Passage:

* * * *

Et qu’allaient donc penser les fans de l’artiste qui attendent un grand album de leur musicien adulé depuis plus de 20 ans?

Eh bien celui-ci, crack de HFT depuis ses 20 ans, aime beaucoup ces « Suppléments de mensonge ». Oui, La ruelle des morts est une chanson qui semble simplette de prime abord, mais il n’en est rien. Tout d’abord, on y rencontre un Thiéfaine plus à découvert, plus exposé que jamais. Sur Infinitives voiles, l’homme partage ses états d’âme sans détour, les deux pieds dans une bonne grosse dépression, dont il a parlé par après. L’homme a été sur le carreau pendant près de deux ans suite à une trop longue tournée.

* * * *

Données d'entrée:
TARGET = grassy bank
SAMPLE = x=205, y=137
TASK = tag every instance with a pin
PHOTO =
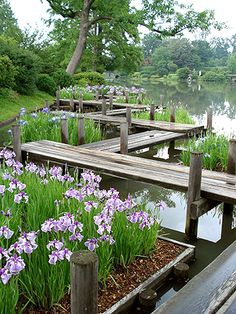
x=11, y=102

* * * *

Énoncé: D'après le passage, pendant combien de temps l'artiste a-t-il été sur le carreau, et à la suite de quoi ?

Votre réponse: Près de deux ans, à la suite d'une trop longue tournée.